# Предоставленный отрывок
--

Это, естественно, не было придумано заранее. Я никогда этого не делал. Я все делаю так, как получается. Поэтому я часто ошибаюсь. И поэтому же в других случаях попадаю в яблочко.

Мне кажется, что то, о чем я вам только что рассказал, очень хорошо все поясняет и служит тому, чтобы у моих читателей сложилось наилучшее представление о главном аспекте этого романа, который я так давно кручу с публикой: взаимное доверие.

Возвращаясь к фестивалю...

Я был полон надежд. Я знал, что для меня он может оказаться большим прорывом. В ту пору Бенидорм мог стать грандиозным трамплином. У меня было четыре песни. И все четыре прошли в финал.

В очень короткий промежуток времени (отборочные соревнования проходили в течение двух месяцев или около того) я начал понимать реальное положение вещей и смотреть вперед. Строить планы. Мечтать.

На премиальные деньги я собрался вытащить мою семью из злополучной комнаты в Карабанчеле и реализовать кое-что, что моя интуиция рекомендовала мне как гигантский шаг к славе: оплатить обложку журнала Primer Plano (первый план), который в ту пору был таким крутым, что круче не было среди журналов, посвященных кино и театру. Он был не только единственным в своем роде (что я знал), но и имел большой авторитет и пользовался огромным успехом у части публики. Я чувствовал, что появиться на обложке журнала Primer Plano - лучший способ войти через парадный вход. Так как этого было мало, я еще планировал оплатить обложку другого журнала, Noche y Dia (ночь и день), а также...

В общем, сказка про молочницу. Но в моем случае только до определенного места. Потому что у меня не было никакого желания разливать кувшин с молоком (аллюзия на сказку о молочнице, которая в мечтах продала молоко, купила яиц, потом продала вылупившихся из них кур, купила ... и т.п., пока замечтавшись не толкнула предназначенный к продаже кувшин с молоком и осталась ни с чем – прим.пер.)

Но чтобы мечты стали явью, надо потрудиться. Чтобы дела шли хорошо, надо работать, не щадя живота своего. Хотя я так этого хотел, так выкладывался, чтобы сделать это возможным, что было бы несправедливо, если б удача не помогла мне – хотя бы немного.

Сейчас, в этот самый момент, я добрался туда, куда хотел (в моей жизни, моей профессиональной карьере и этих воспоминаниях), и мне представляется нужным поделиться с моими читателями кое-чем, чему меня научило время – по отношению к успеху в моей профессии.

Честно, я думаю, что в этом шоу-бизнесе вовсе не трудно добиться «триумфа». Иногда достаточно зигзага удачи, ряда обстоятельств, складывающихся (может быть по чистой случайности) в цепь неожиданных событий, совпадений и... ну, большого утомительного труда. 

Хотя, пожалуй, утверждать вот так, что успех несложное дело, это слишком сильно. Потому что тому, кто для этого не рожден... Вот именно – не рожден.

Тогда это действительно сложно.

--

# Условие задачи A
Сколько песен рассказчика прошло в финал, согласно отрывку о фестивале в Бенидорме?
# Условие задачи B
Продолжите отрывок о фестивале в Бенидорме, начав сразу после его последней фразы.
Листинг ниже — самостоятельный материал, не связанный с отрывком.

# Фрагмент набора данных
--

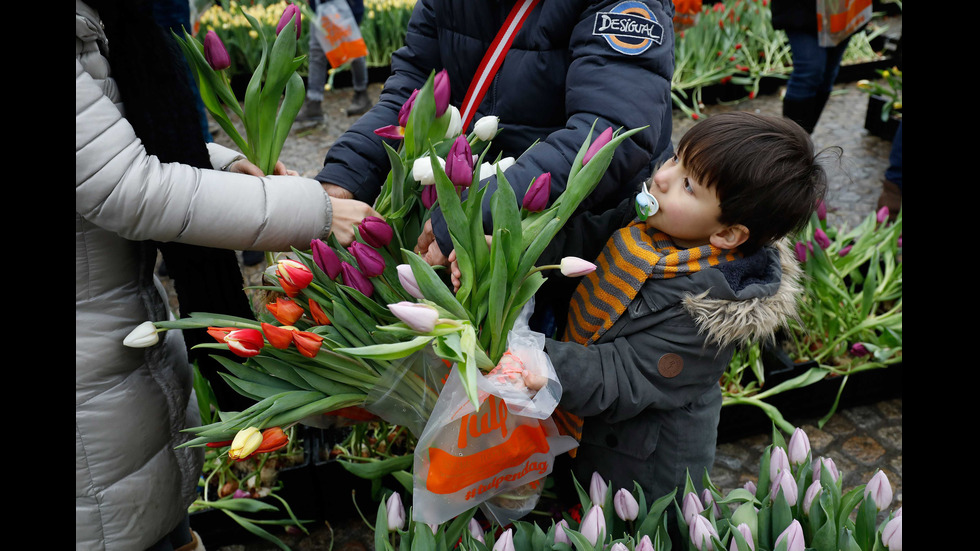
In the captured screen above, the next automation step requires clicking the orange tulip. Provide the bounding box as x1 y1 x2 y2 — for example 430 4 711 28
265 297 303 325
310 299 330 325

--

# Ответ на задание A
Все четыре песни прошли в финал.

# Ответ на задание B
Можно задействовать всю свою волю, всех специалистов по имиджу, любую рекламу, все средства продвижения, которыми располагают фирмы грамзаписи, все естественные и сверхъестественные силы, чтобы... ан дудки!

Очень, очень трудно добиться успеха, если этого у тебя нет в крови. Может оказаться так, что он будет просто недостижим. Пожалуй, без таланта получится одурачить некоторых, и на короткое время. Но обманывать всех и всегда невозможно.

В любом случае самое сложное – год за годом поддерживать ритм, заданный триумфом. Преодолевая миллионы трудностей, миллионы мелочей, от которых придется зависеть. Весь день напролет. Во все дни твоего существования.

Если ты говоришь, то объясняй, почему говоришь. А если не говоришь – то почему не говоришь.

По правде, это очень сложно. Я никоим образом не желаю, чтобы люди думали, что эта дорога усыпана розами. Может, и так, но шипы у роз по семь метров! Шипы, которые приходится обходить. Потому что каждое утро ты встаешь, а у тебя пятьдесят тысяч проблем. И так все двадцать четыре часа. И так день за днем. Маленькие или большие проблемы, которые тебе надо решать самому.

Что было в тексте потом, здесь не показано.